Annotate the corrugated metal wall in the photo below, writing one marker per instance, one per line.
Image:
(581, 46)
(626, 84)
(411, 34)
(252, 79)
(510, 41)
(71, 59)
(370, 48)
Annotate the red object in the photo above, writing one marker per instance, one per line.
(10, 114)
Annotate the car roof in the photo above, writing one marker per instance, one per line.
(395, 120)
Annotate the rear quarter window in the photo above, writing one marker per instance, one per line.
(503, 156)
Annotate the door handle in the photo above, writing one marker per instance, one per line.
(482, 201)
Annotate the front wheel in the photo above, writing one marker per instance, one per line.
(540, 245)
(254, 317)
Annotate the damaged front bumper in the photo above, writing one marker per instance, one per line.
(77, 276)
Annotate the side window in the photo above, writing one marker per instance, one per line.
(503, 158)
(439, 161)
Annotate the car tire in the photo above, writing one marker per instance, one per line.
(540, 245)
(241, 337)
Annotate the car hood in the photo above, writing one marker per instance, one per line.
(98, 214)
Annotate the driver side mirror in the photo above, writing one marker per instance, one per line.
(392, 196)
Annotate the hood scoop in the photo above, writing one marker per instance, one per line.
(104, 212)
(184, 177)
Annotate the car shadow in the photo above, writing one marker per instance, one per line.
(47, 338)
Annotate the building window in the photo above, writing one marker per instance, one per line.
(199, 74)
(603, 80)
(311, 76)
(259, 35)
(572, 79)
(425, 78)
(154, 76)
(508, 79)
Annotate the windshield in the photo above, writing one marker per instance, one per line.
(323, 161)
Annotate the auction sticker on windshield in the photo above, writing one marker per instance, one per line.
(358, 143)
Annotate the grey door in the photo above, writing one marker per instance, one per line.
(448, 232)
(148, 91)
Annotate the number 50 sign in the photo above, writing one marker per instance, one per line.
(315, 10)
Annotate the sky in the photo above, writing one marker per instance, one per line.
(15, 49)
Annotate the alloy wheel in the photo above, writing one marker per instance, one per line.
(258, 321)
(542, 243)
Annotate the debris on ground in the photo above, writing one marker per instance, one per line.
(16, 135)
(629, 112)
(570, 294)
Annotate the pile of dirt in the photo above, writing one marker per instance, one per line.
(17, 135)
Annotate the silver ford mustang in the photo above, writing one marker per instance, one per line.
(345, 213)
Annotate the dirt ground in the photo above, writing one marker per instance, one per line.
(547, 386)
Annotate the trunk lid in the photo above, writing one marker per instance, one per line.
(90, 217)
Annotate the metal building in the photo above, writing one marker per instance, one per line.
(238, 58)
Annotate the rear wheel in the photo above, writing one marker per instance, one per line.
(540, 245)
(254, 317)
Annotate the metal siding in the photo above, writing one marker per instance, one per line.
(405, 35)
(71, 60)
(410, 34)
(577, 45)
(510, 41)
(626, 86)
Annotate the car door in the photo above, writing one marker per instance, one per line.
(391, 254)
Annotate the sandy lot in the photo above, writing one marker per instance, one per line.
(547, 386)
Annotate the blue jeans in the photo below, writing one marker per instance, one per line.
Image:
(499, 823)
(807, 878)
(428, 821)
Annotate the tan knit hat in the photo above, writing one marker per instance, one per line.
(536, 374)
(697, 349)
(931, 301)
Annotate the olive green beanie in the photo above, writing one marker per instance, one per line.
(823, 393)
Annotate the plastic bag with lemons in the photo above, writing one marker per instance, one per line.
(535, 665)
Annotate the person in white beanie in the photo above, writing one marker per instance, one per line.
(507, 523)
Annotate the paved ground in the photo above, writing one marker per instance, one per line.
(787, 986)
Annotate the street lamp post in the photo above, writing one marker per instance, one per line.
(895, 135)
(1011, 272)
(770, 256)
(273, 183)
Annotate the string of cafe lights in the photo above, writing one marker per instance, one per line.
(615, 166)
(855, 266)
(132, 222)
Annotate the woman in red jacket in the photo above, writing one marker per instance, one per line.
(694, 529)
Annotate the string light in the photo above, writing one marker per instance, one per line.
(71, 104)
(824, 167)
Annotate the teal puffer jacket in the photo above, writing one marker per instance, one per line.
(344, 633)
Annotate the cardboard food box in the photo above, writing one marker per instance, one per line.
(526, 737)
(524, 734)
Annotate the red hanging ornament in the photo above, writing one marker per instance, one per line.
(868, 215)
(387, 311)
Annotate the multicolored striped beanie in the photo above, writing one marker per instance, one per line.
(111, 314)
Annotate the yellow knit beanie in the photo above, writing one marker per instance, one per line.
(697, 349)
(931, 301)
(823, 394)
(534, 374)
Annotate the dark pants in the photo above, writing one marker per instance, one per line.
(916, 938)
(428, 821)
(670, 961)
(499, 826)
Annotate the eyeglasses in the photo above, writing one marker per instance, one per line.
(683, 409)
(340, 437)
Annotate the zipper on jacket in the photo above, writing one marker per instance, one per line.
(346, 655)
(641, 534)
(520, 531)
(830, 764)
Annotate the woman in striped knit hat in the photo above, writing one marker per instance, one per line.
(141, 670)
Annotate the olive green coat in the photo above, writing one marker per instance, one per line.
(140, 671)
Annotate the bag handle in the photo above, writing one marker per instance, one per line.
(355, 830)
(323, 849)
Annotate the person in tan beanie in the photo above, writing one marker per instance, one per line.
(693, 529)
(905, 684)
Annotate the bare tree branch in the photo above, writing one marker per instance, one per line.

-------

§ **DIRECTIONS**
Each entry above is to be quoted exactly.

§ **THE OUTPUT**
Annotate the corrugated metal wall in the photo below, writing one marker per instance, one per line.
Image:
(581, 46)
(626, 84)
(411, 34)
(252, 79)
(510, 41)
(71, 59)
(370, 48)
Annotate the red object in the photo above, writing one marker per instance, one per line.
(10, 114)
Annotate the car roof in the photo above, writing one marker per instance, one per line.
(395, 120)
Annotate the rear quarter window in the photo above, writing one marker per instance, one per line.
(503, 156)
Annotate the door handle in the photo above, writing one marker per instance, one per line.
(482, 201)
Annotate the front wheel in the photo above, writing one marker per instance, one per line.
(540, 245)
(254, 317)
Annotate the damaged front bumper in the photo above, writing one marker per instance, one per line.
(77, 276)
Annotate the side window in the photo above, writing one marker per instance, one per line.
(503, 158)
(439, 161)
Annotate the car tire in the photo above, writing one marker per instance, one per line.
(540, 245)
(241, 337)
Annotate the car hood in the photo above, writing one marker per instance, one per line.
(98, 214)
Annotate the driver side mirror in the photo above, writing one marker per instance, one per line.
(392, 196)
Annotate the hood scoop in the photo above, writing one marker per instance, one per line.
(104, 212)
(184, 177)
Annotate the car shadow in the photo above, writing one marker per instance, one per line.
(47, 338)
Annotate the building window in the photo above, writing one marker per instance, one per line.
(199, 74)
(603, 80)
(311, 76)
(259, 35)
(572, 79)
(425, 78)
(154, 76)
(508, 79)
Annotate the windshield in the photo above, writing one marker per instance, one per line.
(323, 161)
Annotate the auction sticker on windshield in the photo above, writing one marker per instance, one per line.
(358, 143)
Annotate the grey door in the photo above, writing one marker per instance, one per line.
(448, 232)
(148, 91)
Annotate the number 50 sign in the photo above, writing one marker per instance, one per line.
(315, 10)
Annotate the sky in the photo above, writing one marker per instance, one per line.
(15, 49)
Annotate the alloy wheel in the photo above, writing one marker per instance, one per line.
(258, 321)
(542, 243)
Annotate the debris on ground in the photo above, writing one marker per instance, one per line.
(16, 135)
(629, 112)
(570, 294)
Annotate the pile of dirt in the photo above, writing one marker per instance, one per line.
(17, 135)
Annotate the silver ford mustang in the photo above, writing one marker per instance, one per line.
(345, 213)
Annotate the dirt ground in the photo above, writing one marker per instance, one per line.
(547, 386)
Annotate the trunk lid in the photo above, writing one marker per instance, one per line.
(90, 217)
Annotate the metal building in the photo above, writing one marker per instance, one per line.
(238, 58)
Annotate the rear wheel in the photo above, writing one marker per instance, one per line.
(540, 245)
(254, 317)
Annotate the metal siding in the photo above, writing one marker per instance, one per line.
(405, 35)
(71, 60)
(410, 34)
(577, 45)
(510, 41)
(626, 86)
Annotate the car door in the photo above, writing one marker per instance, one per line.
(391, 254)
Annotate the sandy lot in the photo above, writing one marker per instance, one per line.
(547, 386)
Annotate the blue jeans in the photo below, writing one marker per instance, one per line.
Image:
(499, 823)
(807, 878)
(428, 821)
Annotate the tan knit hat in the photo above, writing one marker per instance, one per line.
(536, 374)
(697, 349)
(931, 301)
Annotate the olive green beanie in the photo above, writing one marker per instance, one per line.
(823, 393)
Annotate the plastic bag with lemons in the photo above, writing one marker per instance, one per line.
(535, 665)
Annotate the person in white beanie in the photo above, writing one marker per instance, one per line.
(507, 523)
Annotate the paved ground in the photo above, writing one marker per instance, one per line.
(787, 986)
Annotate the street lamp post in the photo above, writing one marker per instance, one per line.
(895, 135)
(1011, 272)
(770, 256)
(273, 183)
Annotate the string of cafe lights in the photo above, writing one marker per instance, one per line.
(615, 166)
(855, 266)
(132, 222)
Annotate the woman in red jacket in the photo above, writing one marker per instance, one per line.
(694, 529)
Annotate the string light in the photo above, writing one marker per instance, one per line.
(71, 104)
(824, 167)
Annotate the teal puffer jacket in the photo above, writing one marker per instance, one per line.
(344, 633)
Annotate the cardboard food box in the photo above, writing one marker per instance, one per line.
(526, 737)
(524, 734)
Annotate the red hanging ornament in the photo above, writing one marker per instance, one per line.
(868, 215)
(387, 311)
Annotate the multicolored striped beanie in the photo above, writing one marker per instance, one per line.
(111, 314)
Annotate the yellow knit beanie in the photo above, writing one marker per instance, one per line.
(697, 349)
(931, 301)
(823, 394)
(534, 374)
Annotate the dark pants in the photo above, writing one marker per instance, one per line.
(916, 938)
(428, 821)
(670, 961)
(499, 826)
Annotate the eyeglasses in the photo above, writing one marker per instance, one per line.
(683, 409)
(340, 437)
Annotate the zipper on jacket in the photo above, writing one marker per instance, one per line.
(346, 655)
(641, 534)
(520, 531)
(830, 764)
Annotate the woman in striped knit hat in the photo above, writing one marker per instance, one per line.
(141, 670)
Annotate the olive green coat in the photo above, writing one marker per instance, one per line.
(140, 671)
Annotate the bag handle in the photo above, writing one marker per instance, one per line.
(355, 830)
(323, 849)
Annotate the person in tan beanie in the photo above, writing one marker per instance, one per line.
(693, 529)
(905, 684)
Annotate the bare tree branch in the photo above, writing one marker per instance, one per line.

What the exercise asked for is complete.